▶ **EXERCISE**: Every line below should be given again without alteration.

*** EXTRACTED MATERIAL Section Begins ***

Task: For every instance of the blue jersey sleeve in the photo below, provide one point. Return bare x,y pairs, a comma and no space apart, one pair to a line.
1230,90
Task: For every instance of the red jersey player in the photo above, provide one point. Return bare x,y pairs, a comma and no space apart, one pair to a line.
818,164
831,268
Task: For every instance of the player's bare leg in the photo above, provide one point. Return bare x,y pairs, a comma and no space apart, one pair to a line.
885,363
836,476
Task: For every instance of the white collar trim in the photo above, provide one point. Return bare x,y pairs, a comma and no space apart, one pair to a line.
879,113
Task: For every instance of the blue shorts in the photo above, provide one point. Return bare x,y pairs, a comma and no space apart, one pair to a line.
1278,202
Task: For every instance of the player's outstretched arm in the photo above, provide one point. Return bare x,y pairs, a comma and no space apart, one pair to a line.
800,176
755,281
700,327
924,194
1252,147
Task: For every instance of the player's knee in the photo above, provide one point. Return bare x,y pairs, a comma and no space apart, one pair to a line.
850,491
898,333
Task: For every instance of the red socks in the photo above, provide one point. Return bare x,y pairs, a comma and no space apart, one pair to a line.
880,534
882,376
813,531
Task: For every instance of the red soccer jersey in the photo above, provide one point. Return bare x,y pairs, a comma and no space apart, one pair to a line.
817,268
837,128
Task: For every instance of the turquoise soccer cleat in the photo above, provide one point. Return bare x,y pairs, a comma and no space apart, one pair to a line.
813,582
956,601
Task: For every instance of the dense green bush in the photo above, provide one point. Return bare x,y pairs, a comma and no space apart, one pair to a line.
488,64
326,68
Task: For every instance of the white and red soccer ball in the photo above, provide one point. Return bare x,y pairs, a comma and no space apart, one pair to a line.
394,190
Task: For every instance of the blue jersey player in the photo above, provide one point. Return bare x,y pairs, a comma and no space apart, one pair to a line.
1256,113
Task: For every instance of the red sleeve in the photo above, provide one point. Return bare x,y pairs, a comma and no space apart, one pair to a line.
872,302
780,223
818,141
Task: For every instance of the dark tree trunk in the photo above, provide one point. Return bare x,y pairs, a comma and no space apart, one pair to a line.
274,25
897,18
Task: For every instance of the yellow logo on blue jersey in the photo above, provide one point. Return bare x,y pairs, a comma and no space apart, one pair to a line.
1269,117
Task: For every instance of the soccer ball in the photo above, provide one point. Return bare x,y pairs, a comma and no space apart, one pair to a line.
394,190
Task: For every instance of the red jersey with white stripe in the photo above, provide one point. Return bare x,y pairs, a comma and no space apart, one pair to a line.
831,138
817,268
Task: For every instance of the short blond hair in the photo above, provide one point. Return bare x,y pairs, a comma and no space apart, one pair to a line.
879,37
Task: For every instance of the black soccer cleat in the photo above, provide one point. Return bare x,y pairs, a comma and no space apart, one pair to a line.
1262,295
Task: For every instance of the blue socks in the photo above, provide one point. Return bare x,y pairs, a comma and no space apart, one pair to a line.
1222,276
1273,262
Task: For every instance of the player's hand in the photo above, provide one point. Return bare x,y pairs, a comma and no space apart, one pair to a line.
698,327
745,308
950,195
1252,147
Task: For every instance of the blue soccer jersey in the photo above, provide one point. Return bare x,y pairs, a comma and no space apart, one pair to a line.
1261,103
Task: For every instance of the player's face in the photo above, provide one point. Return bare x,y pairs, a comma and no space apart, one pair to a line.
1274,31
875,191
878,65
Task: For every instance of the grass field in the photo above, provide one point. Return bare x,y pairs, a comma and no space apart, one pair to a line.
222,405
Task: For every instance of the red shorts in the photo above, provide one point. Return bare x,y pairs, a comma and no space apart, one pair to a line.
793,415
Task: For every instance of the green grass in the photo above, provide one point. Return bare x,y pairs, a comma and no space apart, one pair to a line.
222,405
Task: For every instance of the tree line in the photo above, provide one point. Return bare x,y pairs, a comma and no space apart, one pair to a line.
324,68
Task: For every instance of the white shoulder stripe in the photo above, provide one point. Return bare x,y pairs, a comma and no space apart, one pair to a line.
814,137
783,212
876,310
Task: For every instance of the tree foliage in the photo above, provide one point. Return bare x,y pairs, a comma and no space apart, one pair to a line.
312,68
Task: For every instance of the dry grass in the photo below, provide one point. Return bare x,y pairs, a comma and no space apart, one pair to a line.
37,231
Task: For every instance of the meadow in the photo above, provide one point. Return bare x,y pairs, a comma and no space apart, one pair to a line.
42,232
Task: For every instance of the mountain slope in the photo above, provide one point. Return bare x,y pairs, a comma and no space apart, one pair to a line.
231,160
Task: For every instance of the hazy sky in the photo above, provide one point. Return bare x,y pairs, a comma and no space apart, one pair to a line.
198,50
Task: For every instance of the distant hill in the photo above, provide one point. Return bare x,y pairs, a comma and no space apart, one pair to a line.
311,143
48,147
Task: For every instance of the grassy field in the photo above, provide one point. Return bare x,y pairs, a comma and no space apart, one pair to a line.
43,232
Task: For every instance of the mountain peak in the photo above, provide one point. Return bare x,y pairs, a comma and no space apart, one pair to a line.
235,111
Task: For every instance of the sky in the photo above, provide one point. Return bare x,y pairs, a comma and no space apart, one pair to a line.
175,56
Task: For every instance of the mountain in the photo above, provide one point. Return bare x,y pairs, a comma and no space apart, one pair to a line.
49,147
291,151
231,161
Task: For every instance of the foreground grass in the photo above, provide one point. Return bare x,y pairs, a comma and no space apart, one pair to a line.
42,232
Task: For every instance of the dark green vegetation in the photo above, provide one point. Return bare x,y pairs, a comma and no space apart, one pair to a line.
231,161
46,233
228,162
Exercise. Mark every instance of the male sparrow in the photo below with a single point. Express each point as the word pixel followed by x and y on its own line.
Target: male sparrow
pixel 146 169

*** EXTRACTED MATERIAL Section Ends ***

▶ **ANSWER TO THE EXERCISE**:
Task: For every instance of the blue jersey sleeve in the photo below, provide one point. Return bare x,y pairs, a comma and no space apart, one pair to a line.
1230,90
Task: For every instance of the red jersey player in the photo above, provide one point. Return bare x,y pairs, a comma and no space apart, one pair to a line.
818,164
831,268
Task: For every instance of the player's bare leg in the photo above, provide one point. Return bare x,y pairs, a comma and no space apart, one pair to a line.
885,363
836,476
Task: For every instance of the white collar trim in the photo above, provide one point. Return bare x,y pairs, a comma and no space apart, one pair to a line.
879,113
Task: For every instance of the blue shorts in the photo above, provide one point. Return bare x,y pairs, a comma and no space apart, one pair to a line.
1278,202
Task: For every instance of the player's outstretched arm in the photo above, provide one point. Return bare x,y pairs, a comma and no space apart, one pair to a line.
800,176
755,281
700,327
924,194
1252,147
Task: For every instance of the player's knee in the photo above, provide one point. Return bare x,y pairs, a comma and no space apart, one pair to a line.
850,491
898,333
Task: For every instance of the red socks in the photo above, provide one point. Return bare x,y pairs, a comma and no space apart, one pair to a line.
880,534
882,376
813,531
Task: For every instance of the red soccer jersey in the photo above, provide one point. Return bare x,y pairs, a comma and no space apart, one pair to a line.
817,268
837,128
Task: For every instance of the turquoise soccer cleat in the photo above, provide one point. Return bare x,y pairs, a comma and no space apart, one pair to a line.
813,582
956,601
Task: For every instance of the dense green bush in the photo above, provide one point. Return bare x,y pairs, a comma and no space apart, one pair to a line.
488,64
326,68
Task: For every instance of the white and red soccer ball in the photo above, provide one point. Return bare x,y pairs, a comma and no space apart, one pair to a line.
394,190
Task: For every instance of the blue jersey player in the photo above, provide one point. Return bare x,y pairs, a comma and no space apart, one pair to a line.
1256,113
Task: For every instance of the red sleeve in the photo above, provide one point. Return bare x,y pairs, a comma and no space apart, one pair to a line.
872,302
780,223
818,141
Task: For every instance of the dark tree trunk in the photo above, provide one point. Return bare x,y pairs, a comma and no space apart, one pair to a line.
274,25
897,18
Task: For every instance of the yellow logo on blue jersey in the photo above, provide one point. Return bare x,y pairs, a comma and no space apart, one pair to a line.
1269,117
Task: For every instance of the soccer ball in the photo above, provide one point. Return bare x,y pairs, a comma and no space apart, one pair to a line.
394,190
Task: For every instance of the red jersey with white stripe in the photo above, provide one point. Return bare x,y pairs, a comma and no space apart, one pair to a line.
831,138
817,268
Task: For every instance of the short blond hair in the photo above, provide one point. Return bare x,y pairs, a comma and no space apart, one pair to a line.
879,37
Task: For every instance of the black soccer cleat in the photo above, provide one point. Return bare x,y pairs, a comma and no space apart, one pair to a line.
1262,295
Task: For every instance of the blue socks in the photo above, provide one point. Return bare x,y pairs, a comma and no space apart, one pair to a line.
1222,276
1273,262
Task: For every instance of the player's hand in the photo above, provide one point. Return bare x,y pairs, a comma and no space apart, one pair to a line.
698,327
745,308
950,195
1252,147
Task: For every instance of the blue soccer jersey in the photo above, provide one point. Return bare x,y pairs, a comma and no space apart, one pair to a line.
1261,103
Task: For every instance of the player's face in the photo above, provide one point. Return bare x,y pairs, a comma and no space apart, one pair to a line.
1274,31
875,191
878,65
Task: For every instance of the grass field in the photo above, provide one point. Return bare x,y pairs, a comma and no space apart, one pair to a line.
222,405
Task: For every instance of the red shorts in the photo above, provide one point. Return bare x,y pairs, a comma and no space apart, one pair to a line.
793,415
Task: For every instance of the green grass in the photo above, provide one point. Return bare x,y pairs, a comma and no space apart, one pair to a line.
222,405
Task: For every instance of the tree line in the photo above, provide one point. Return bare x,y pairs, a comma and no space apart, one pair to a line.
324,68
Task: For every instance of the white shoulder stripe in the photo above, provide one point. Return bare x,y pairs, a comma and no space apart, one pair to a line.
814,137
783,212
876,310
Task: For every instance of the tree foliage in the photo above, provide one point. Return bare x,y pairs, a comma and no space apart, one pair to a line.
312,68
Task: For every instance of the dry grass in the photo below, provide one point. Return bare x,y pairs, a comma and no space apart, one pair to a line.
37,231
Task: For every instance of the meadow in the photo above, provide one point. Return bare x,y pairs, a comma and no space apart, one pair to a line.
42,232
Task: For every instance of the mountain slope in the photo above, provide one point. Return bare x,y pairs, a comma and no space apart, one pair to a line.
231,160
Task: For every instance of the hazy sky in the photo above, provide one point. Return bare x,y pairs, a comma and no space apart, one pair to a line.
198,50
Task: For every instance of the distant hill in the photo above, provide one point. Return bare x,y pairs, a comma and no space apart, one pair to a line.
311,143
48,147
Task: For every instance of the grassy field in the photo above, provide one point. Return bare x,y pairs, a comma and no space apart, one pair to a line.
43,232
Task: For every instance of the mountain peak in the photo above, provide one point. Return bare x,y pairs, a comma and no space apart, one pair to a line.
235,111
Task: For every instance of the sky in the photo above, provide one point. Return bare x,y pairs, a comma and no space apart, one pair to a line.
175,56
Task: For every instance of the mountain in the photo above, provide one point. Return bare x,y pairs, a comma and no space apart, one pair to a line.
49,147
291,151
231,161
Task: For every instance of the foreground grass in the photo above, provide one point. Return bare x,y pairs, a comma and no space apart, one pair to a line.
42,232
Task: For every instance of the dark green vegetation in the photo above, provide one point. Return bare x,y pairs, a comma and no space apart, one pair to a line.
231,161
46,233
228,162
Exercise. Mark every instance of the male sparrow in the photo below with a single point. Express each point as the word pixel followed by x and y on its own line.
Target: male sparrow
pixel 146 169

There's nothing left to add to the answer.